What you should do:
Set out every line of the data below as a JSON list of strings, one string per line, with blank lines omitted. Leave the pictures out of the list.

Dataset rows:
--- Begin ---
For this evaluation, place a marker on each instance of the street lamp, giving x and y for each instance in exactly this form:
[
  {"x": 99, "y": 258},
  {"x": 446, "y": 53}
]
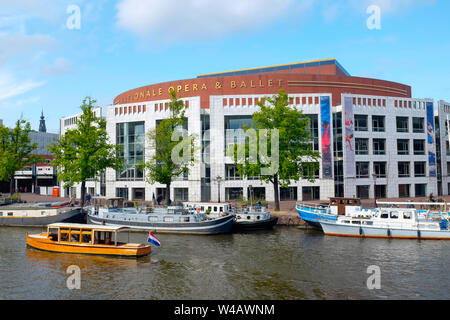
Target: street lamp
[
  {"x": 218, "y": 180},
  {"x": 374, "y": 175}
]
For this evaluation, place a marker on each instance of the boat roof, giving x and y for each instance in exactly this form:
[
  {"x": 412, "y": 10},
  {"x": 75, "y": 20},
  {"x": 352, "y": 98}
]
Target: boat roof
[
  {"x": 87, "y": 226},
  {"x": 108, "y": 198}
]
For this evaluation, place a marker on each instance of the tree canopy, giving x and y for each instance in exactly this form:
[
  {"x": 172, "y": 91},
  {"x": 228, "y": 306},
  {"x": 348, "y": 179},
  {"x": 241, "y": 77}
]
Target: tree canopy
[
  {"x": 84, "y": 152},
  {"x": 173, "y": 149},
  {"x": 279, "y": 149}
]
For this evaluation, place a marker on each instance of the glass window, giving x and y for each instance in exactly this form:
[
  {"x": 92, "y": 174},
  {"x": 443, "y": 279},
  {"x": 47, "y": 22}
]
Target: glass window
[
  {"x": 313, "y": 128},
  {"x": 181, "y": 194},
  {"x": 403, "y": 146},
  {"x": 402, "y": 124},
  {"x": 418, "y": 125},
  {"x": 403, "y": 169},
  {"x": 361, "y": 146},
  {"x": 131, "y": 136},
  {"x": 403, "y": 190},
  {"x": 362, "y": 192},
  {"x": 394, "y": 215},
  {"x": 231, "y": 172},
  {"x": 379, "y": 146},
  {"x": 234, "y": 193},
  {"x": 288, "y": 194},
  {"x": 378, "y": 123},
  {"x": 419, "y": 169},
  {"x": 86, "y": 238},
  {"x": 310, "y": 193},
  {"x": 360, "y": 122},
  {"x": 380, "y": 169},
  {"x": 380, "y": 191},
  {"x": 419, "y": 147},
  {"x": 421, "y": 190},
  {"x": 362, "y": 169}
]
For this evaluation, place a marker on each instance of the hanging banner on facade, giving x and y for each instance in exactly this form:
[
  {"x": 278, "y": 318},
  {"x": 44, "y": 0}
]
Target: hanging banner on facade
[
  {"x": 325, "y": 119},
  {"x": 431, "y": 139},
  {"x": 349, "y": 138}
]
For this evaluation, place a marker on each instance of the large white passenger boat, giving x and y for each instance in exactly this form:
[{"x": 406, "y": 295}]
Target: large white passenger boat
[{"x": 389, "y": 223}]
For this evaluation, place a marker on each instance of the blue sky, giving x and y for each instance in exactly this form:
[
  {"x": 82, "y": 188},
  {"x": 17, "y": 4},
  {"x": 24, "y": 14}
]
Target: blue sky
[{"x": 125, "y": 44}]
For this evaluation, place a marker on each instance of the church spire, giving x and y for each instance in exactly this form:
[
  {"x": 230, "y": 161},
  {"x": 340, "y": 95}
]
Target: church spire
[{"x": 42, "y": 127}]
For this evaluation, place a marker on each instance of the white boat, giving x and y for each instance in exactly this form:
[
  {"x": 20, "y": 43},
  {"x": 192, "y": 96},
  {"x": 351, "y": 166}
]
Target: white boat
[
  {"x": 397, "y": 223},
  {"x": 312, "y": 214}
]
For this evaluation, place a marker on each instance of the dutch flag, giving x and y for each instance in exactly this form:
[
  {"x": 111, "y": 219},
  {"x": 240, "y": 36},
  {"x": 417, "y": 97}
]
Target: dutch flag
[{"x": 154, "y": 240}]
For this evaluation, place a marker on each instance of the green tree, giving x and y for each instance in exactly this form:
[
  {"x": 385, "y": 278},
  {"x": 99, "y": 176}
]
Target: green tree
[
  {"x": 85, "y": 152},
  {"x": 15, "y": 151},
  {"x": 283, "y": 131},
  {"x": 172, "y": 157}
]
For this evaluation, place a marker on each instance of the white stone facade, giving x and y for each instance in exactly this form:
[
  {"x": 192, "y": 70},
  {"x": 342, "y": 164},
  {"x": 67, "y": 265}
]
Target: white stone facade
[{"x": 233, "y": 105}]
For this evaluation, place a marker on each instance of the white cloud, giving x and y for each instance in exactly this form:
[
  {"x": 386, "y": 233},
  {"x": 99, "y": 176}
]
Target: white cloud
[
  {"x": 60, "y": 66},
  {"x": 10, "y": 87},
  {"x": 191, "y": 19}
]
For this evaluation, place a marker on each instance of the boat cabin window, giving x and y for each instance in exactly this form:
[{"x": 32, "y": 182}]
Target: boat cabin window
[
  {"x": 53, "y": 233},
  {"x": 103, "y": 237},
  {"x": 86, "y": 236},
  {"x": 75, "y": 235},
  {"x": 394, "y": 215},
  {"x": 168, "y": 219},
  {"x": 64, "y": 234}
]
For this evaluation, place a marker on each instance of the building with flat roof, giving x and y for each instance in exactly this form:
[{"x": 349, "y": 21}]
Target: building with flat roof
[{"x": 374, "y": 137}]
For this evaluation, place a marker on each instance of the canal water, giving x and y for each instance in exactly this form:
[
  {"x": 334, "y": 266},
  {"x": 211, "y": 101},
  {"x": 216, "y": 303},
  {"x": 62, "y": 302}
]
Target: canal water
[{"x": 284, "y": 263}]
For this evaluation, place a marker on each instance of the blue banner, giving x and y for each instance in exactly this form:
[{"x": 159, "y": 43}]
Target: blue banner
[
  {"x": 431, "y": 139},
  {"x": 325, "y": 119}
]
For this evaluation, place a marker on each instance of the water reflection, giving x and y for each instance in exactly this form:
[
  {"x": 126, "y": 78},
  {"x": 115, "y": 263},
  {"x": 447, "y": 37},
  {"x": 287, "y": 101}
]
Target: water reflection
[{"x": 286, "y": 263}]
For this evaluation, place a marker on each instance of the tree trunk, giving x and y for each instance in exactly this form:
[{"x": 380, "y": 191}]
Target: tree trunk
[
  {"x": 276, "y": 193},
  {"x": 167, "y": 193},
  {"x": 83, "y": 193}
]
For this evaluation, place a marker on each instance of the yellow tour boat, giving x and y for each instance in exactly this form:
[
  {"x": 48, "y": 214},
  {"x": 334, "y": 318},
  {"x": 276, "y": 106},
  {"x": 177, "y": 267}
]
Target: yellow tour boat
[{"x": 86, "y": 239}]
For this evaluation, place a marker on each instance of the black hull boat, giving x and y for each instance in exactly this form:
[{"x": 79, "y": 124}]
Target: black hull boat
[
  {"x": 161, "y": 220},
  {"x": 253, "y": 218},
  {"x": 254, "y": 225}
]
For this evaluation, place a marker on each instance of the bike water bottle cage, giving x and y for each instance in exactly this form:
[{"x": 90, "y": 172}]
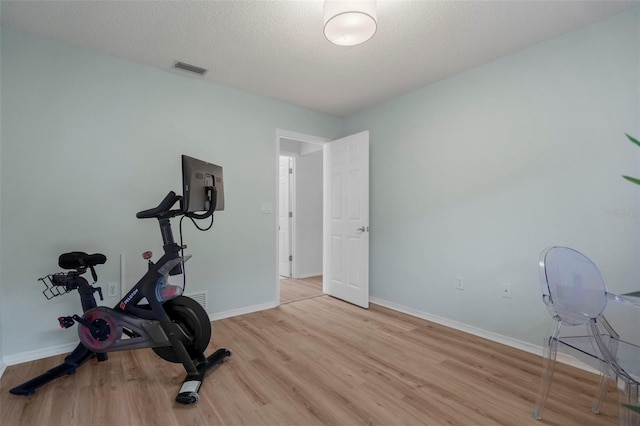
--- End ---
Solution for this exercise:
[
  "For this evaluation, place a marker on each instance of the street lamp, giving x and y for each instance in exactly this form:",
  "[",
  "  {\"x\": 99, \"y\": 258},",
  "  {\"x\": 446, \"y\": 53}",
  "]",
  "Target: street lamp",
  "[",
  "  {\"x\": 218, \"y\": 180},",
  "  {\"x\": 374, \"y\": 175}",
  "]",
  "For this evaluation, place a marker on each instance of the boat roof, giving x and y for each instance in exactly this form:",
  "[",
  "  {\"x\": 412, \"y\": 10},",
  "  {\"x\": 75, \"y\": 20},",
  "  {\"x\": 352, \"y\": 98}",
  "]",
  "Target: boat roof",
  "[",
  "  {\"x\": 87, \"y\": 226},",
  "  {\"x\": 108, \"y\": 198}",
  "]",
  "For this evaluation, place a marker on each instance of the tree canopy, giving x and y for each instance in exactly this form:",
  "[",
  "  {\"x\": 172, \"y\": 91},",
  "  {\"x\": 228, \"y\": 306},",
  "  {\"x\": 348, \"y\": 179},",
  "  {\"x\": 241, \"y\": 77}",
  "]",
  "Target: tree canopy",
  "[",
  "  {\"x\": 84, \"y\": 152},",
  "  {\"x\": 173, \"y\": 149},",
  "  {\"x\": 279, \"y\": 149}",
  "]",
  "For this evaluation, place a marker on each instance of the glass window, giving x and y for each instance in exactly this form:",
  "[",
  "  {\"x\": 92, \"y\": 174},",
  "  {\"x\": 443, \"y\": 279},",
  "  {\"x\": 47, \"y\": 22}",
  "]",
  "Target: glass window",
  "[",
  "  {\"x\": 313, \"y\": 128},",
  "  {\"x\": 181, \"y\": 194},",
  "  {\"x\": 403, \"y\": 146},",
  "  {\"x\": 402, \"y\": 124},",
  "  {\"x\": 418, \"y\": 125},",
  "  {\"x\": 403, \"y\": 169},",
  "  {\"x\": 361, \"y\": 146},",
  "  {\"x\": 131, \"y\": 136},",
  "  {\"x\": 403, \"y\": 190},",
  "  {\"x\": 362, \"y\": 192},",
  "  {\"x\": 394, \"y\": 215},",
  "  {\"x\": 231, \"y\": 172},",
  "  {\"x\": 379, \"y\": 146},",
  "  {\"x\": 234, \"y\": 193},",
  "  {\"x\": 288, \"y\": 194},",
  "  {\"x\": 378, \"y\": 123},",
  "  {\"x\": 419, \"y\": 169},",
  "  {\"x\": 86, \"y\": 238},",
  "  {\"x\": 310, \"y\": 193},",
  "  {\"x\": 360, \"y\": 122},",
  "  {\"x\": 380, \"y\": 169},",
  "  {\"x\": 380, \"y\": 191},",
  "  {\"x\": 419, \"y\": 147},",
  "  {\"x\": 421, \"y\": 190},",
  "  {\"x\": 362, \"y\": 169}",
  "]",
  "For this evaluation, place a marker on each instance of the hanging banner on facade, giving x and y for each instance in exactly this form:",
  "[",
  "  {\"x\": 278, \"y\": 318},",
  "  {\"x\": 44, \"y\": 0}",
  "]",
  "Target: hanging banner on facade",
  "[",
  "  {\"x\": 325, \"y\": 119},",
  "  {\"x\": 431, \"y\": 139},",
  "  {\"x\": 349, \"y\": 138}",
  "]",
  "For this evaluation, place a marker on each instance of the large white passenger boat, giving x and y for each instance in exactly this form:",
  "[{\"x\": 406, \"y\": 295}]",
  "Target: large white passenger boat",
  "[{\"x\": 389, \"y\": 223}]",
  "For this evaluation, place a marker on each instance of the blue sky, giving x and y for each instance in exactly this form:",
  "[",
  "  {\"x\": 82, \"y\": 188},",
  "  {\"x\": 17, \"y\": 4},",
  "  {\"x\": 24, \"y\": 14}",
  "]",
  "Target: blue sky",
  "[{\"x\": 125, \"y\": 44}]",
  "For this evaluation, place a marker on each instance of the church spire, giving x and y for each instance in exactly this form:",
  "[",
  "  {\"x\": 230, \"y\": 161},",
  "  {\"x\": 340, \"y\": 95}",
  "]",
  "Target: church spire",
  "[{\"x\": 42, \"y\": 127}]",
  "For this evaluation, place a marker on each instance of the white boat, giving x and y for each instance in exactly this form:",
  "[",
  "  {\"x\": 20, \"y\": 43},",
  "  {\"x\": 192, \"y\": 96},",
  "  {\"x\": 351, \"y\": 166}",
  "]",
  "Target: white boat",
  "[",
  "  {\"x\": 397, \"y\": 223},",
  "  {\"x\": 312, \"y\": 214}",
  "]",
  "For this evaluation, place a marker on each instance of the dutch flag, giving x and y for each instance in exactly this form:",
  "[",
  "  {\"x\": 111, \"y\": 219},",
  "  {\"x\": 240, \"y\": 36},",
  "  {\"x\": 417, \"y\": 97}",
  "]",
  "Target: dutch flag",
  "[{\"x\": 154, \"y\": 240}]",
  "For this evaluation, place a marker on each instance of the green tree, giving x and y for each instance in exactly this form:",
  "[",
  "  {\"x\": 385, \"y\": 278},",
  "  {\"x\": 99, \"y\": 176}",
  "]",
  "Target: green tree",
  "[",
  "  {\"x\": 85, \"y\": 152},",
  "  {\"x\": 15, \"y\": 151},",
  "  {\"x\": 283, \"y\": 131},",
  "  {\"x\": 172, \"y\": 157}",
  "]",
  "For this evaluation, place a marker on each instance of the white stone facade, giving x and y for each instance in exactly this form:",
  "[",
  "  {\"x\": 192, \"y\": 70},",
  "  {\"x\": 342, \"y\": 164},",
  "  {\"x\": 67, \"y\": 265}",
  "]",
  "Target: white stone facade",
  "[{\"x\": 233, \"y\": 105}]",
  "For this evaluation, place a marker on each instance of the white cloud, giving x and y for each instance in exactly this form:",
  "[",
  "  {\"x\": 386, \"y\": 233},",
  "  {\"x\": 99, \"y\": 176}",
  "]",
  "Target: white cloud",
  "[",
  "  {\"x\": 60, \"y\": 66},",
  "  {\"x\": 10, \"y\": 87},",
  "  {\"x\": 191, \"y\": 19}",
  "]",
  "For this evaluation, place a marker on each instance of the boat cabin window, giving x and y for each instance in exactly this form:",
  "[{\"x\": 32, \"y\": 182}]",
  "Target: boat cabin window",
  "[",
  "  {\"x\": 53, \"y\": 233},",
  "  {\"x\": 103, \"y\": 237},",
  "  {\"x\": 86, \"y\": 236},",
  "  {\"x\": 75, \"y\": 235},",
  "  {\"x\": 394, \"y\": 215},",
  "  {\"x\": 168, \"y\": 219},",
  "  {\"x\": 64, \"y\": 234}",
  "]",
  "For this evaluation, place a marker on each instance of the building with flat roof, giving x and y for each instance in exactly this form:",
  "[{\"x\": 349, \"y\": 21}]",
  "Target: building with flat roof",
  "[{\"x\": 374, \"y\": 137}]",
  "For this evaluation, place a marker on each instance of the canal water, giving x and y for each instance in exactly this form:",
  "[",
  "  {\"x\": 334, \"y\": 266},",
  "  {\"x\": 211, \"y\": 101},",
  "  {\"x\": 216, \"y\": 303},",
  "  {\"x\": 62, \"y\": 302}",
  "]",
  "Target: canal water",
  "[{\"x\": 284, \"y\": 263}]",
  "For this evaluation, place a marker on each instance of the blue banner, giving x and y for each instance in exactly this form:",
  "[{\"x\": 159, \"y\": 43}]",
  "Target: blue banner",
  "[",
  "  {\"x\": 431, \"y\": 139},",
  "  {\"x\": 325, \"y\": 119}",
  "]",
  "For this evaluation, place a marker on each instance of the water reflection, giving x and y for each instance in exactly this form:",
  "[",
  "  {\"x\": 126, \"y\": 78},",
  "  {\"x\": 115, \"y\": 263},",
  "  {\"x\": 447, \"y\": 37},",
  "  {\"x\": 287, \"y\": 101}",
  "]",
  "Target: water reflection",
  "[{\"x\": 286, \"y\": 263}]",
  "For this evaluation, place a marker on each instance of the tree trunk, giving x and y for each instance in exactly this form:",
  "[{\"x\": 380, \"y\": 191}]",
  "Target: tree trunk",
  "[",
  "  {\"x\": 276, \"y\": 193},",
  "  {\"x\": 167, \"y\": 193},",
  "  {\"x\": 83, \"y\": 193}",
  "]",
  "For this evaluation, place a marker on each instance of the yellow tour boat, giving x and y for each instance in exactly this form:",
  "[",
  "  {\"x\": 48, \"y\": 214},",
  "  {\"x\": 334, \"y\": 318},",
  "  {\"x\": 276, \"y\": 106},",
  "  {\"x\": 177, \"y\": 267}",
  "]",
  "Target: yellow tour boat",
  "[{\"x\": 86, \"y\": 239}]",
  "For this evaluation, place a marker on each instance of the black hull boat, giving x and y for each instance in exactly this form:",
  "[{\"x\": 79, \"y\": 124}]",
  "Target: black hull boat",
  "[",
  "  {\"x\": 161, \"y\": 220},",
  "  {\"x\": 253, \"y\": 218},",
  "  {\"x\": 254, \"y\": 225}",
  "]",
  "For this evaluation, place a marker on each instance of the bike water bottle cage, giving x and y for each instance in exactly this form:",
  "[{\"x\": 90, \"y\": 172}]"
]